**GOAL OF THE EXERCISE:** Copy out once more, exactly, the line with "Locate the weathered" and all the lines after it, up to the last line of the data.

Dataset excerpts
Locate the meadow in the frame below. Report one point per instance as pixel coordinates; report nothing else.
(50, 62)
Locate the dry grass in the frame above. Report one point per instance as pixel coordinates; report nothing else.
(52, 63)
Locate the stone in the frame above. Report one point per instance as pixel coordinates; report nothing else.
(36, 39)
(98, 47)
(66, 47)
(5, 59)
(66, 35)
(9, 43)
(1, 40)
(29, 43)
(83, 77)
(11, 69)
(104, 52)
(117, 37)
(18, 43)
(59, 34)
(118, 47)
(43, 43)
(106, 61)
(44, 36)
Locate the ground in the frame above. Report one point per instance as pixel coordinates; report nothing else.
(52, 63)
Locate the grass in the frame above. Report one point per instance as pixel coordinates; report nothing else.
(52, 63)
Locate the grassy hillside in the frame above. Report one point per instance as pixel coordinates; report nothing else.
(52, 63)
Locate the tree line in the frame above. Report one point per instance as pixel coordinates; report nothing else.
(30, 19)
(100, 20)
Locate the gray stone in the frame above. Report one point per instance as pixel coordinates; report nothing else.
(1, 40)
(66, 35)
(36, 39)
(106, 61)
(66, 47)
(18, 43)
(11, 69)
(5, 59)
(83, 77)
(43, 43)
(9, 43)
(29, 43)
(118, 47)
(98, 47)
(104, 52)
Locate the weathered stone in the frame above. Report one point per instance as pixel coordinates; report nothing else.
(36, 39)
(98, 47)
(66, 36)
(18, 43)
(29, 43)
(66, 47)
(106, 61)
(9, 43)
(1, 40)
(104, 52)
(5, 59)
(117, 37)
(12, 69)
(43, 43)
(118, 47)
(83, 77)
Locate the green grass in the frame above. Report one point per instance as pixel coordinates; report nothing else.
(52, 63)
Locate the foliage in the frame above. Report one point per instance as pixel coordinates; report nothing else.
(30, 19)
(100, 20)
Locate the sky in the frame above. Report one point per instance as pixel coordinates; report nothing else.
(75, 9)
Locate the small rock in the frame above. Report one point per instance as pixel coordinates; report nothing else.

**ANSWER FOR THIS EXERCISE:**
Locate the weathered stone in the frame above. Report one point per instance as pixel coordinates; report nothing else.
(36, 39)
(98, 47)
(66, 36)
(18, 43)
(29, 43)
(66, 47)
(106, 61)
(9, 43)
(1, 40)
(104, 52)
(5, 59)
(117, 37)
(12, 69)
(43, 43)
(118, 47)
(83, 77)
Locate the green grass in the frame above. Report one point per instance as pixel coordinates; report nothing else.
(52, 63)
Locate the foliage in the frame above. Report one point per instance as pixel coordinates; report nothing else.
(30, 19)
(100, 20)
Locate the sky in the frame above. Report one point per instance as pixel coordinates; report nothing else.
(75, 9)
Locate the small rock in the frame above. Report one point per instance as pixel coordinates; report nothing else.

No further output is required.